**Reading passage**.
+ + + + +

Planet Golf — 06 May 2022 by GW staff and news services
Homa follows own advice, cashes in

POTOMAC, Md. – John Maxwell Homa was a student-athlete at Cal-Berkeley when he was asked to answer one of those boilerplate questions that make up a player bio.

What was the best advice he had ever received?

“Take a deep breath,” Homa answered, “and slow down.”

If ever there were a week when that applied, it was at the Wells Fargo Championship at TPC Potomac at Avenel Farm, where umbrellas were tested, shoes wrecked, and teeth gnashed. 

Heeding his favorite advice, and a tattoo on his arm inscribed “RELENTLESS,” Homa never flinched in the conditions and shot a final-round 68 for an 8-under total and his fourth PGA TOUR victory, by two over Keegan Bradley (72), Cameron Young (66) and Matt Fitzpatrick (67).

Homa moves to sixth in the FedExCup with his second win this season (Fortinet Championship).

Did he know to pack for a week that was more Iditarod than Ibiza?

+ + + + +

**Dataset excerpts**.
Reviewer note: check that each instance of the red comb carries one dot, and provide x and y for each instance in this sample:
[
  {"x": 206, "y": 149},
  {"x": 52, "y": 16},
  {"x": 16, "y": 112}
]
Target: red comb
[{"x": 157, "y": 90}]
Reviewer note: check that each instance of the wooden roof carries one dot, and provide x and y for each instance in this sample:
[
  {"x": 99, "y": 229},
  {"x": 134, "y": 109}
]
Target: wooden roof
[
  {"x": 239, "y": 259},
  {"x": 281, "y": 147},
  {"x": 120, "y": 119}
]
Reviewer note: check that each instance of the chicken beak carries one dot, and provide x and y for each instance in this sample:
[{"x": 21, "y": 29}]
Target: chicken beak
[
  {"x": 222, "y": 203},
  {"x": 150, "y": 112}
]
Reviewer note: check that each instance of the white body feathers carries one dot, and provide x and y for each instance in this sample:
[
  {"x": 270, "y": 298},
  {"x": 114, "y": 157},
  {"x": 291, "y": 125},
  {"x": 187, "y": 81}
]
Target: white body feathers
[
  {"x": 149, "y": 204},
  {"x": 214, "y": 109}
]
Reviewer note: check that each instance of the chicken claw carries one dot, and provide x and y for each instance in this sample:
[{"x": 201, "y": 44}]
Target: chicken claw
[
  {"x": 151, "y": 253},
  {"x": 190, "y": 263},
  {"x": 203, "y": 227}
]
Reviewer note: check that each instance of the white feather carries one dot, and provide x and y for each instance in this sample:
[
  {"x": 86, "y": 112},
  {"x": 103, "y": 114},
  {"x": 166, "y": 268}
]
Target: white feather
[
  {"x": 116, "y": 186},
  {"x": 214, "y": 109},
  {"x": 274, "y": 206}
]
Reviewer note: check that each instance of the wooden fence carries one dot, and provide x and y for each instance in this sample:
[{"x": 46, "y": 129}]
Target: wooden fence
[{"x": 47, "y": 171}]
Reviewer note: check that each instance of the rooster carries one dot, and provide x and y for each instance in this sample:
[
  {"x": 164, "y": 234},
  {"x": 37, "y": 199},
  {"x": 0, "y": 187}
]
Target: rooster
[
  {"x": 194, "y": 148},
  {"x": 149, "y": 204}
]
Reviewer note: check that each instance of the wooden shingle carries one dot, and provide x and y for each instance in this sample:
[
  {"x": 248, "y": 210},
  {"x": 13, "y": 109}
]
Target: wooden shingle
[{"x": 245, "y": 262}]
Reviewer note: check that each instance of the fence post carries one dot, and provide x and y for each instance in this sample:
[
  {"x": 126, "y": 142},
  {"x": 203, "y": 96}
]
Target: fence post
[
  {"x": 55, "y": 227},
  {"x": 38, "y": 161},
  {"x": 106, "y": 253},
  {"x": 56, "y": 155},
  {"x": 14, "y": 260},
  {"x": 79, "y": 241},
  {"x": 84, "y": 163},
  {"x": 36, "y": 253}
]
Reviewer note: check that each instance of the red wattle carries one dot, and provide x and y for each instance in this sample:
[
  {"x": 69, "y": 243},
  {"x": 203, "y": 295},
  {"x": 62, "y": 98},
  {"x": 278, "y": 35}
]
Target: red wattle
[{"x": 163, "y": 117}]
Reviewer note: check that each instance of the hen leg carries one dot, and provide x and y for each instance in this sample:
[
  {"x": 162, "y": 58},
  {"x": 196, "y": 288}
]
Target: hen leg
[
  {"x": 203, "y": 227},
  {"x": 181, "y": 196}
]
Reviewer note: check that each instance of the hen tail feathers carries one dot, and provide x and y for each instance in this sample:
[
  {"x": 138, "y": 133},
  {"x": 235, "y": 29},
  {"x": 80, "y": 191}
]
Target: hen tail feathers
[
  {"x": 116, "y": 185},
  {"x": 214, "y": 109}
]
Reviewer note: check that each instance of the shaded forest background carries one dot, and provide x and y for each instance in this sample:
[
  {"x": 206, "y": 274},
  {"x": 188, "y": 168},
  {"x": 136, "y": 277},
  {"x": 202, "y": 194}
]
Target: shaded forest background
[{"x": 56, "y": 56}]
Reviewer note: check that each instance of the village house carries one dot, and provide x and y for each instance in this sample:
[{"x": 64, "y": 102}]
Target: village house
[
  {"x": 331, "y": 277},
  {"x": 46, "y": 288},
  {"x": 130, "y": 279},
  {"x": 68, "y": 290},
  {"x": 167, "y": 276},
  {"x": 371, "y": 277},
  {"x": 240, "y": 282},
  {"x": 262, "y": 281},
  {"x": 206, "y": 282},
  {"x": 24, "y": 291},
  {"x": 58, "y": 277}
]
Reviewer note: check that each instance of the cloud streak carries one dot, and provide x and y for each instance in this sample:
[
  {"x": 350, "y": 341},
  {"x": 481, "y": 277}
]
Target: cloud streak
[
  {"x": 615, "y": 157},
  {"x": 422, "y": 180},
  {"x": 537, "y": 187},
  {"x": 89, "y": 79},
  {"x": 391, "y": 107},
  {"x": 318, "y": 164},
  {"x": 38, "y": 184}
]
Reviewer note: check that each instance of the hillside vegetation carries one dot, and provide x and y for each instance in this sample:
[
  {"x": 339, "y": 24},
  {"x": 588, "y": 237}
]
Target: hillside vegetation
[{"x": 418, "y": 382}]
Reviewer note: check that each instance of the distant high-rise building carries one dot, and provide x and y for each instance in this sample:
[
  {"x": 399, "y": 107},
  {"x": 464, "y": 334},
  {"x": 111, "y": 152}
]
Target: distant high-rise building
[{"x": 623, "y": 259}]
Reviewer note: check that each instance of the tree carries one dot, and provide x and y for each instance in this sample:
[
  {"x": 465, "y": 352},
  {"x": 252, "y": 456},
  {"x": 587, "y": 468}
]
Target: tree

+ + + + +

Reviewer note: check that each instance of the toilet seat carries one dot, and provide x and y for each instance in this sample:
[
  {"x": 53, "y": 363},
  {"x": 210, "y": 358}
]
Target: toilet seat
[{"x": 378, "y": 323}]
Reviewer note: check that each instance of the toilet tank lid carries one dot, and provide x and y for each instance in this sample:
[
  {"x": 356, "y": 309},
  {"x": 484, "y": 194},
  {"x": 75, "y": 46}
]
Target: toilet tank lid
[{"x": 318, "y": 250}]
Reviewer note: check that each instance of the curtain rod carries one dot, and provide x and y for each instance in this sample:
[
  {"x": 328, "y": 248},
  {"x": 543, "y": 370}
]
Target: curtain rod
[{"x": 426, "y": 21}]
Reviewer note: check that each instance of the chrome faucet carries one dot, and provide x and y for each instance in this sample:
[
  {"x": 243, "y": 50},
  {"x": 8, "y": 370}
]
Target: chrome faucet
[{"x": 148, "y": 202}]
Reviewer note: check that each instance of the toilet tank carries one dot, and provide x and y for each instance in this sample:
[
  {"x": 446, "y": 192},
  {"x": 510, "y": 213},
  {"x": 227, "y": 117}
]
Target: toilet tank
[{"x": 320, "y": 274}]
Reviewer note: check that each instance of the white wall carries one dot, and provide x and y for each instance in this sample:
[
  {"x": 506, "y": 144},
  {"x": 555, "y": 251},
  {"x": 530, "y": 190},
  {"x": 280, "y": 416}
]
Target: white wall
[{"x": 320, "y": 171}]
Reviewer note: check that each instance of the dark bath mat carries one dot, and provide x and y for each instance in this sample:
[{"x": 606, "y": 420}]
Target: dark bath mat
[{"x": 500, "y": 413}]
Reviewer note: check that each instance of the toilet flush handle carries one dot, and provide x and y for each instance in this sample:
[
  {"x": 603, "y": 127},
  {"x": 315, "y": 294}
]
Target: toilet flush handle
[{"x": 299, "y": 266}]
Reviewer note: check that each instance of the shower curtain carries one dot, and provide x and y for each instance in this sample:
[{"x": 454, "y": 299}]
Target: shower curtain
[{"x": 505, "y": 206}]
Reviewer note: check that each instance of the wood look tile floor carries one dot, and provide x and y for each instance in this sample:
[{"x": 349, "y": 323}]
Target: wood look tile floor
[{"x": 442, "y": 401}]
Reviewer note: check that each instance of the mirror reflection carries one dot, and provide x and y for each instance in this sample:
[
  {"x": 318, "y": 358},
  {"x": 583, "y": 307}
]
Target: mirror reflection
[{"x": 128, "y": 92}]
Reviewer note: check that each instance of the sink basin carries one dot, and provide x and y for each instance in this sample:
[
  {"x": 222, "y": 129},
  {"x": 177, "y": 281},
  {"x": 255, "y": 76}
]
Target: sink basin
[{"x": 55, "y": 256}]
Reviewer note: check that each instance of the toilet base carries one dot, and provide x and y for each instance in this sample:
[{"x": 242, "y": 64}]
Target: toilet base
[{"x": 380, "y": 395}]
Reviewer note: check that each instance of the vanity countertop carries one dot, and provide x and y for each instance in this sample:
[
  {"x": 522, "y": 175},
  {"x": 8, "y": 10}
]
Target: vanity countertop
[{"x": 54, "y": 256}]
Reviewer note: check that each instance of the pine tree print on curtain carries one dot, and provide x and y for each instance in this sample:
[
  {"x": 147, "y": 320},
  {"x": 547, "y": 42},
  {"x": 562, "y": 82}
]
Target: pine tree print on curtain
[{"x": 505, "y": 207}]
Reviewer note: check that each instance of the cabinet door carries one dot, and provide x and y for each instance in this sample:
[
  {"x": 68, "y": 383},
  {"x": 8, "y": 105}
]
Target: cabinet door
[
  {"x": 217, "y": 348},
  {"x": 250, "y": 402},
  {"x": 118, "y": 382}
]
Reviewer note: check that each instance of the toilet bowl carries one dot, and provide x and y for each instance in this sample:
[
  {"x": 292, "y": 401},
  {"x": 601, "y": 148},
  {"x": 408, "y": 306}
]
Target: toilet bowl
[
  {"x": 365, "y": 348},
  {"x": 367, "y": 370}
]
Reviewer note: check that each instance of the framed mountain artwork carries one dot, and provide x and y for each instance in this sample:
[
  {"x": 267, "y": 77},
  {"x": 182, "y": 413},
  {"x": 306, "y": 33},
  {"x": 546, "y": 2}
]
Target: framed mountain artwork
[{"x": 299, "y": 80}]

+ + + + +

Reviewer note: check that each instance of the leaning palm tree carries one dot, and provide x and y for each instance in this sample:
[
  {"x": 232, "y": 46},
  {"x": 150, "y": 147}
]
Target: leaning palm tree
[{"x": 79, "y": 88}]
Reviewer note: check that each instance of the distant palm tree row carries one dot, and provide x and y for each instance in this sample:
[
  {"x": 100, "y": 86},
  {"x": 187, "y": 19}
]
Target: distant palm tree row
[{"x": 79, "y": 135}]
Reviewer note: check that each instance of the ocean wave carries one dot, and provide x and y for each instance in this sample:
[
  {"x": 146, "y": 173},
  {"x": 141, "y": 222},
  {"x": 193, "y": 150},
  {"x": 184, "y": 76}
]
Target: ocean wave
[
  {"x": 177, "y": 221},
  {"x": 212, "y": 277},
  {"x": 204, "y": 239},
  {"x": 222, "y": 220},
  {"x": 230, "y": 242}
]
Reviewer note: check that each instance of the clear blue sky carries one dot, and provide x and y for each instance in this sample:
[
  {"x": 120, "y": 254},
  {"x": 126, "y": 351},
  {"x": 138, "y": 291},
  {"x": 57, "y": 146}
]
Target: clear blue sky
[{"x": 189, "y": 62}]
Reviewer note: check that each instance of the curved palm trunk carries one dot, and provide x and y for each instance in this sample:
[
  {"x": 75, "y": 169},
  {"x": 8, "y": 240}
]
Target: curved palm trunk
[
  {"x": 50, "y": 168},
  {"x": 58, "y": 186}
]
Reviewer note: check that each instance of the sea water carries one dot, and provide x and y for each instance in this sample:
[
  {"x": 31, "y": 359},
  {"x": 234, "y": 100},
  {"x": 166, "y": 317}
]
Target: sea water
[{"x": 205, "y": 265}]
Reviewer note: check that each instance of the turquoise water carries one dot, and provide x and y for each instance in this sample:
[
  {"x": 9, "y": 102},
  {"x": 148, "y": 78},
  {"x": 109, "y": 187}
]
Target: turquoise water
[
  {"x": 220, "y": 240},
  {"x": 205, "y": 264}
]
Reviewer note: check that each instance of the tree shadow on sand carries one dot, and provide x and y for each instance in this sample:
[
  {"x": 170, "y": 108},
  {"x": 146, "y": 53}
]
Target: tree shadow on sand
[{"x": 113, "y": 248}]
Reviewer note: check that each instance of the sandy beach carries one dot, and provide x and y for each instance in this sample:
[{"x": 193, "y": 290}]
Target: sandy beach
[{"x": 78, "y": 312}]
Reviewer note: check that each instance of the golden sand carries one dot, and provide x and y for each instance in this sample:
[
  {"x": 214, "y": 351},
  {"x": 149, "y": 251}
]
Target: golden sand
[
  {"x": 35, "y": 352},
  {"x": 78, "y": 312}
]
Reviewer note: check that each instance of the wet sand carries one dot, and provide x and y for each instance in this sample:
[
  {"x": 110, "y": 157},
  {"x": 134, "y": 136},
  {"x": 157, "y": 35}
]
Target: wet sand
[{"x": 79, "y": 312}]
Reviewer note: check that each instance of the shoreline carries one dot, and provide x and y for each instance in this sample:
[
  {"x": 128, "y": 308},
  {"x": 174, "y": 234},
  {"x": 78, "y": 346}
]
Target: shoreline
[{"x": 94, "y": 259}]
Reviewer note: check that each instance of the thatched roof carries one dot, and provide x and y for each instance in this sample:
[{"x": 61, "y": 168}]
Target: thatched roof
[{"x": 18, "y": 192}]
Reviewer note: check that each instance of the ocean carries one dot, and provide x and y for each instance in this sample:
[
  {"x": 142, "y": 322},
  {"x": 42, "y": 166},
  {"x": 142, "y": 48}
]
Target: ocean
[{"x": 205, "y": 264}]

+ + + + +

**Jobs**.
A - Reproduce the part of the golf article that begins at the words "If ever there" and stops after the words "season (Fortinet Championship).".
B - Copy every line of the records that contains the word "high".
The records are unrelated to the golf article.

**Answers to the problems**.
A -
If ever there were a week when that applied, it was at the Wells Fargo Championship at TPC Potomac at Avenel Farm, where umbrellas were tested, shoes wrecked, and teeth gnashed. 

Heeding his favorite advice, and a tattoo on his arm inscribed “RELENTLESS,” Homa never flinched in the conditions and shot a final-round 68 for an 8-under total and his fourth PGA TOUR victory, by two over Keegan Bradley (72), Cameron Young (66) and Matt Fitzpatrick (67).

Homa moves to sixth in the FedExCup with his second win this season (Fortinet Championship).

B -
Reviewer note: check that each instance of the distant high-rise building carries one dot, and provide x and y for each instance in this sample:
Target: distant high-rise building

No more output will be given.